--- Begin MATERIAL FOR THIS EXERCISE ---

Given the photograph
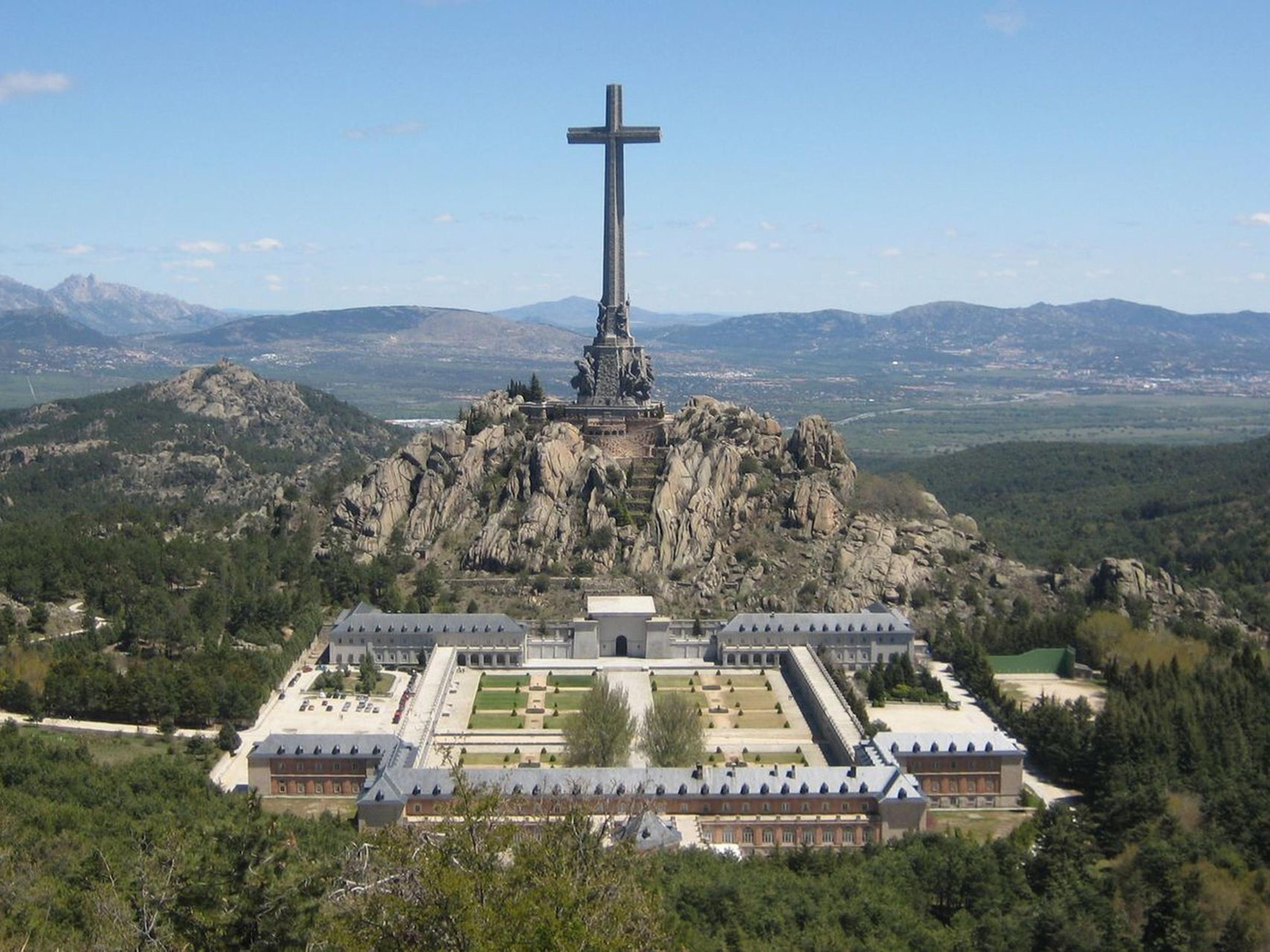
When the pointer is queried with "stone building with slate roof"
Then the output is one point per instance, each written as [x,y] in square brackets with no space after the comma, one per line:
[756,809]
[856,640]
[619,626]
[966,770]
[322,765]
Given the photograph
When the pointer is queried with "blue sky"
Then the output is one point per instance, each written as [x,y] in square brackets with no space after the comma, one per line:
[868,157]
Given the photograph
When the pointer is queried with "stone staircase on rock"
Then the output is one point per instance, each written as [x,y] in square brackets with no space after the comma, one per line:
[642,485]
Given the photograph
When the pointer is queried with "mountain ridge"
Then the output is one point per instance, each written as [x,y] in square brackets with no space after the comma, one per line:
[116,310]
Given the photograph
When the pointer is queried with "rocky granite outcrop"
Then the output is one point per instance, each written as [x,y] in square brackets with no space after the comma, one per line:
[738,513]
[730,514]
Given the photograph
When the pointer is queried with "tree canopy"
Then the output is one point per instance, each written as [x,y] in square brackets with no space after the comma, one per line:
[604,729]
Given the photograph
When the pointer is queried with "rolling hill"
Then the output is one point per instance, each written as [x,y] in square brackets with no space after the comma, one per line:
[117,310]
[218,436]
[1199,513]
[41,328]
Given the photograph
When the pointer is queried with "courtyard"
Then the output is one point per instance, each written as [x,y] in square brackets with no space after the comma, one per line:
[516,716]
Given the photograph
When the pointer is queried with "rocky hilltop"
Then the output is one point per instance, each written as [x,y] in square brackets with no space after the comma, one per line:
[218,436]
[117,310]
[733,512]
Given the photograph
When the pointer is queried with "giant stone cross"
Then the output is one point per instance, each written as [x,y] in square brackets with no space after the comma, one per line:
[615,372]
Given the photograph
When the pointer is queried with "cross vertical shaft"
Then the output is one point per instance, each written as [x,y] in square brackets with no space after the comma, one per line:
[614,136]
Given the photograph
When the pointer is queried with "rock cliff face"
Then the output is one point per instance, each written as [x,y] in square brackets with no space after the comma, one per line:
[212,436]
[732,513]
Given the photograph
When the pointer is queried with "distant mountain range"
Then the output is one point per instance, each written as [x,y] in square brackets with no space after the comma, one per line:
[117,310]
[580,314]
[413,361]
[41,329]
[1090,336]
[402,326]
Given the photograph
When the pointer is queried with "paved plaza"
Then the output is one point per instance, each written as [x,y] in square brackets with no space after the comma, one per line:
[282,715]
[967,719]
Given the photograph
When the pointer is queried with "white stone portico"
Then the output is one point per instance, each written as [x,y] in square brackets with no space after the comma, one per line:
[621,626]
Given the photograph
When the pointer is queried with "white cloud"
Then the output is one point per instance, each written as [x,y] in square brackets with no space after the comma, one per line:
[1007,18]
[200,264]
[25,84]
[261,245]
[207,248]
[409,128]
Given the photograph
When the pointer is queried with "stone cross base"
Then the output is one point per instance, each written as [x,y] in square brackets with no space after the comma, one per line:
[614,372]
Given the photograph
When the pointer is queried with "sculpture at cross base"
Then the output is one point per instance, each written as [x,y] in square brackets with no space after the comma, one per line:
[615,371]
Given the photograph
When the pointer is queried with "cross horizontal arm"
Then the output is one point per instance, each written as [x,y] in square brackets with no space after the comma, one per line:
[593,134]
[639,134]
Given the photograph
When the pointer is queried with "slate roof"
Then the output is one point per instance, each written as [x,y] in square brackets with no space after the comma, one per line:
[870,621]
[951,743]
[326,746]
[883,782]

--- End MATERIAL FOR THIS EXERCISE ---

From the data above, extract every line that contains the word "slate" and reproduce each one unchanged.

**FULL ANSWER:**
When the pointer is queried with "stone building with slate roof"
When the pointer is queried with "slate roof"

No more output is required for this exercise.